* _The data_
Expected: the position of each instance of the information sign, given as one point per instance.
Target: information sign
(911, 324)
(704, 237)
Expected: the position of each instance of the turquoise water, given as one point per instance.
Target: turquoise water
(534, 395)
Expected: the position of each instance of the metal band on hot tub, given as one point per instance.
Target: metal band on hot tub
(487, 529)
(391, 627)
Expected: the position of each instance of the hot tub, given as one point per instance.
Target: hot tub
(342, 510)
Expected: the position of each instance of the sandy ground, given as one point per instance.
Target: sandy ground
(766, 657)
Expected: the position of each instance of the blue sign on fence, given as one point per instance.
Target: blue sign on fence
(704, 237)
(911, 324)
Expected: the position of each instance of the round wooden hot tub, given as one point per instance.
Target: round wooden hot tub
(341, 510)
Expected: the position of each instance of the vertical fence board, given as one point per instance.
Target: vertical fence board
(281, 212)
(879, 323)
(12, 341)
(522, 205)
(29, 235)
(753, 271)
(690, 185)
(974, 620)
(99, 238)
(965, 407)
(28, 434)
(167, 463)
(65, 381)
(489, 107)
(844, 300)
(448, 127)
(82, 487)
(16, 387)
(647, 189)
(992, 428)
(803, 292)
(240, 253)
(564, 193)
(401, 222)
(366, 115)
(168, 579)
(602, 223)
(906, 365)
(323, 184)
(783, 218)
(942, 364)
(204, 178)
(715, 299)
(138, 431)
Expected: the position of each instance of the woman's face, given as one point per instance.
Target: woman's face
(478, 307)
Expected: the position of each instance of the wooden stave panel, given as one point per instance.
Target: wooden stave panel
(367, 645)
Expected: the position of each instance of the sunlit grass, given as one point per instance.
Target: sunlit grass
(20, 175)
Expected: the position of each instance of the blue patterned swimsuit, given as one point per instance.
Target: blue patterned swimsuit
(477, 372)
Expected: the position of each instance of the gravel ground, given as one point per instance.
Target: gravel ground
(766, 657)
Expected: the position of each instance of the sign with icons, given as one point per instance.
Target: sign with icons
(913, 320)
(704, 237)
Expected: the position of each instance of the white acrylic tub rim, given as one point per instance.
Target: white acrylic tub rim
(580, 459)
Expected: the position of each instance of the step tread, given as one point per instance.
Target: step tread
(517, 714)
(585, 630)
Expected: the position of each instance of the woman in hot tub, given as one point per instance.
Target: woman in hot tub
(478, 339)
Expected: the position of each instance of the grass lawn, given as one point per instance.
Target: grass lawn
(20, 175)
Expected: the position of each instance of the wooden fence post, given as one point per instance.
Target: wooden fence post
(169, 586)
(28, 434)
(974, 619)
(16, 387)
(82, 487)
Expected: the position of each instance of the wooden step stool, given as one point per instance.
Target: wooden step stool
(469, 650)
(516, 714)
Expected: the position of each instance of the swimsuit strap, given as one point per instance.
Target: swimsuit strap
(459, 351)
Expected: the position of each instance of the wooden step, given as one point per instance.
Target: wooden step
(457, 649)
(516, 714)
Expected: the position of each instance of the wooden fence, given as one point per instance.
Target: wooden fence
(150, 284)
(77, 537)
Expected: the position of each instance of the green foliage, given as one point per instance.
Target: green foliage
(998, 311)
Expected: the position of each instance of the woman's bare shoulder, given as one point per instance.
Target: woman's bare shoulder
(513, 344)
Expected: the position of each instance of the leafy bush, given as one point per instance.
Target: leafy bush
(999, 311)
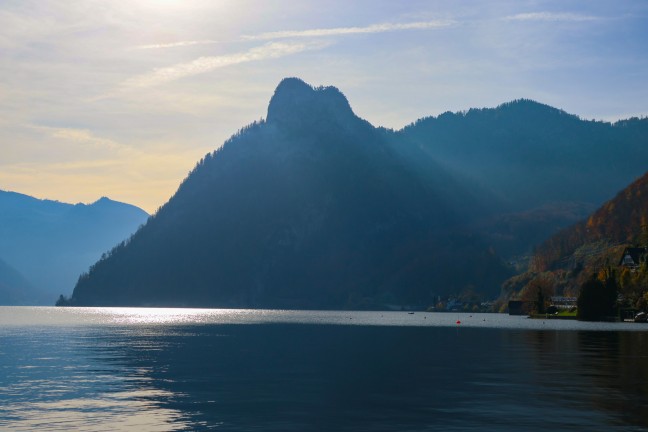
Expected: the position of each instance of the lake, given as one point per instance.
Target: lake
(109, 369)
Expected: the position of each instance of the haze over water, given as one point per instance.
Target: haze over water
(239, 370)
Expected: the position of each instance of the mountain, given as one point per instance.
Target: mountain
(51, 243)
(14, 287)
(569, 258)
(534, 155)
(316, 208)
(311, 208)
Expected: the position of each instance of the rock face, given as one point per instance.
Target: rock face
(312, 208)
(51, 243)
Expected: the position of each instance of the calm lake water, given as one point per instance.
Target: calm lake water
(109, 369)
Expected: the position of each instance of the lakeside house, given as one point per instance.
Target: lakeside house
(564, 302)
(632, 257)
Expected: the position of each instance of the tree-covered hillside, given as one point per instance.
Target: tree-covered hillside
(568, 259)
(316, 208)
(532, 154)
(312, 208)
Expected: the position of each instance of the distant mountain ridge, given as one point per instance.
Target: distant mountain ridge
(316, 208)
(15, 289)
(533, 154)
(51, 243)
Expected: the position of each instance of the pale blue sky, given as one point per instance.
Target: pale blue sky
(121, 98)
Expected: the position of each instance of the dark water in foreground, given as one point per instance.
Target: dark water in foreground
(138, 369)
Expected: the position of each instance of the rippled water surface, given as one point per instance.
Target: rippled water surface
(110, 369)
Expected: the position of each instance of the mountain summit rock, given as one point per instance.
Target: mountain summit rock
(294, 101)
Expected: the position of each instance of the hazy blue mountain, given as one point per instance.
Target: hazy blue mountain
(15, 289)
(532, 155)
(312, 208)
(316, 208)
(51, 243)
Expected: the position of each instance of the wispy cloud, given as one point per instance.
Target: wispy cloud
(339, 31)
(206, 64)
(550, 16)
(177, 44)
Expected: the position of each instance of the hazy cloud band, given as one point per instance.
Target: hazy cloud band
(550, 16)
(374, 28)
(206, 64)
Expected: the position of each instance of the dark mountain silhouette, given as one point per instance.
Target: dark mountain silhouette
(316, 208)
(312, 208)
(533, 155)
(51, 243)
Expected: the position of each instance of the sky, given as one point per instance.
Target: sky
(121, 98)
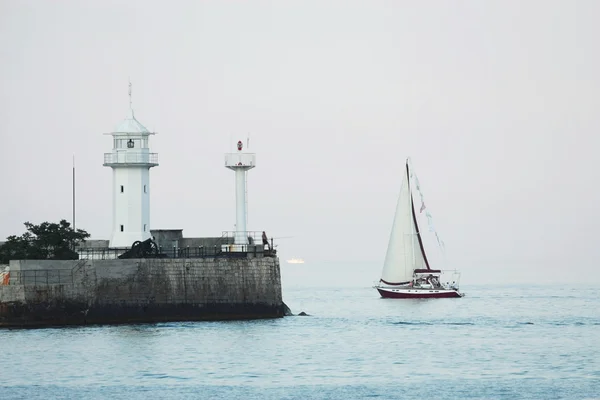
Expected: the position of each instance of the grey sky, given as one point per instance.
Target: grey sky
(496, 102)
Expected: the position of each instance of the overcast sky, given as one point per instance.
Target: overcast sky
(496, 102)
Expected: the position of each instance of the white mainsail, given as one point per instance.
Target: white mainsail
(404, 253)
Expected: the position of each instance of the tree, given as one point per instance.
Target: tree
(46, 241)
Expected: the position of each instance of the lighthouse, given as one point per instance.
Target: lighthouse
(240, 162)
(130, 161)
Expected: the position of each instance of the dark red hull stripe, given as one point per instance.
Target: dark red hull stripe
(413, 295)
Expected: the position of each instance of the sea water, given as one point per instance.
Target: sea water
(497, 342)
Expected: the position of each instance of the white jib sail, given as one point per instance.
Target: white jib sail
(403, 253)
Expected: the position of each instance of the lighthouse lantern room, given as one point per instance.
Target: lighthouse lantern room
(130, 161)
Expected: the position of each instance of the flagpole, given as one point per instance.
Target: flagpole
(73, 191)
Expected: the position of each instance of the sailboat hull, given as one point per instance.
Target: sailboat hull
(413, 293)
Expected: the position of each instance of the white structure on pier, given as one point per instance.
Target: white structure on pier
(130, 161)
(240, 162)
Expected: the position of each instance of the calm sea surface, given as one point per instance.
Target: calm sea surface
(497, 342)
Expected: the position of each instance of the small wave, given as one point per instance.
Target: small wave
(431, 323)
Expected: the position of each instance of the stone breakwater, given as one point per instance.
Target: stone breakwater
(79, 292)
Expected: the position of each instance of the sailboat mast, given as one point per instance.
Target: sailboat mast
(414, 215)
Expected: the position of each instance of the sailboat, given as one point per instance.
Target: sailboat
(407, 273)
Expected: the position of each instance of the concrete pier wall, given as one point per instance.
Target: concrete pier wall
(46, 292)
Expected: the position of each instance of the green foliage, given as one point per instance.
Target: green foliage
(46, 241)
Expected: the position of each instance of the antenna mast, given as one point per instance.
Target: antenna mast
(73, 191)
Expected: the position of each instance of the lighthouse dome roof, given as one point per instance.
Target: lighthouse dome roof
(131, 125)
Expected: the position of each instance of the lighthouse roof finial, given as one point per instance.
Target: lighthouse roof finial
(130, 103)
(130, 124)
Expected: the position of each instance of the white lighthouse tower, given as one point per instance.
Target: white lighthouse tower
(130, 161)
(240, 162)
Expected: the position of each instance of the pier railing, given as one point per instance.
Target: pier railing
(38, 277)
(224, 247)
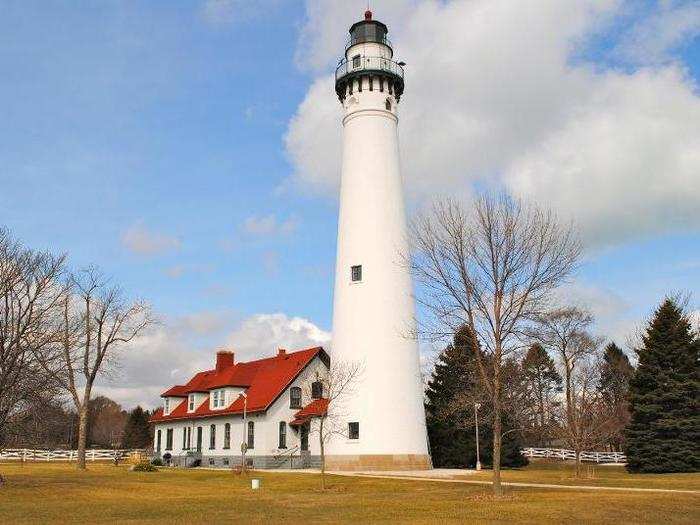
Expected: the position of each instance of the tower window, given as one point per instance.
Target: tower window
(295, 397)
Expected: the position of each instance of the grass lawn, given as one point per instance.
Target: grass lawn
(57, 493)
(611, 476)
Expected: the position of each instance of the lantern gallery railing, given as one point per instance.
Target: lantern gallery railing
(367, 38)
(369, 64)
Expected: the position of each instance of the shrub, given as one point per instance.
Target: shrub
(144, 466)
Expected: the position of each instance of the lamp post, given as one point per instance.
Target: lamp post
(476, 423)
(244, 444)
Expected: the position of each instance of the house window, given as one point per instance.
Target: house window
(316, 390)
(218, 398)
(227, 435)
(251, 434)
(283, 435)
(295, 397)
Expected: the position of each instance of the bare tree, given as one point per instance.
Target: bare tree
(324, 395)
(97, 323)
(30, 293)
(492, 267)
(565, 333)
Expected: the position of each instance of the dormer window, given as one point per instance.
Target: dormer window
(218, 398)
(295, 397)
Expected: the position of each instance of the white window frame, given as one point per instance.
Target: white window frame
(191, 402)
(218, 398)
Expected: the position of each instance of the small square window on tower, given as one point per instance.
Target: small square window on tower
(354, 430)
(356, 273)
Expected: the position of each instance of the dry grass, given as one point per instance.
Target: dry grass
(56, 493)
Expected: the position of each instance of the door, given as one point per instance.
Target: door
(304, 437)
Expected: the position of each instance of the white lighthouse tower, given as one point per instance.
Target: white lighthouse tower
(373, 310)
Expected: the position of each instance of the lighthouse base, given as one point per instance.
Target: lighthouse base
(379, 462)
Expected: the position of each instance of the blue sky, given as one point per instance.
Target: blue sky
(189, 148)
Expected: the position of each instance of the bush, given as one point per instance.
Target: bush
(144, 466)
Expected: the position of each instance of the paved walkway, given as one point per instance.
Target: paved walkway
(445, 476)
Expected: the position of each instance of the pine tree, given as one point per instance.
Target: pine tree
(137, 432)
(542, 383)
(452, 391)
(664, 432)
(615, 374)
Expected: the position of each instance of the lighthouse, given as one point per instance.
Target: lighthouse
(373, 307)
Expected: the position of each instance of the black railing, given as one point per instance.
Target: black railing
(359, 64)
(367, 39)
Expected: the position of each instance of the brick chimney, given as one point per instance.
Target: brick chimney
(224, 359)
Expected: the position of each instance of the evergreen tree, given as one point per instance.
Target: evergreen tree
(542, 382)
(137, 432)
(452, 391)
(615, 374)
(664, 432)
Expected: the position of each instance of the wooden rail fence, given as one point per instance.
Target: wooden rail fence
(27, 454)
(565, 454)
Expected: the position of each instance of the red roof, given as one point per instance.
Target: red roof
(318, 407)
(264, 380)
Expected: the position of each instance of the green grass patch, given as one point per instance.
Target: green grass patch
(57, 493)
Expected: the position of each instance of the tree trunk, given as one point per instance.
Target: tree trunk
(82, 435)
(497, 489)
(323, 456)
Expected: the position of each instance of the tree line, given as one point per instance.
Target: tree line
(54, 425)
(489, 279)
(61, 330)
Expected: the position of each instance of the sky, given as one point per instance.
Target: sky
(191, 150)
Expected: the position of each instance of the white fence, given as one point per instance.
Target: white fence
(564, 454)
(26, 454)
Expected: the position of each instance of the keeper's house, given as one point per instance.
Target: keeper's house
(267, 404)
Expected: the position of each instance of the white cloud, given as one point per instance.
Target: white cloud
(260, 335)
(269, 225)
(141, 241)
(497, 96)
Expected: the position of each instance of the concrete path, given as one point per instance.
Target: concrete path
(513, 483)
(446, 476)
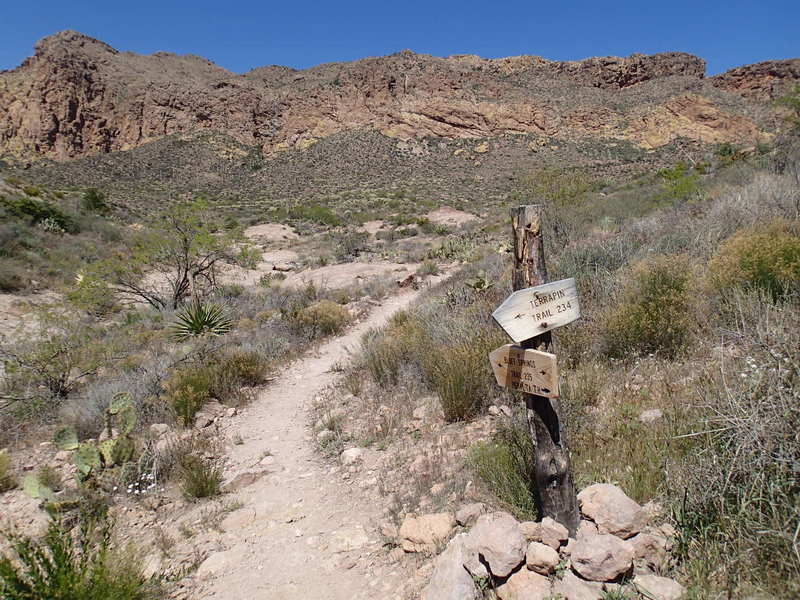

* _What you have to do_
How many lines of the data above contain the string "tower"? Reply with the number alone.

* _Answer for the task_
8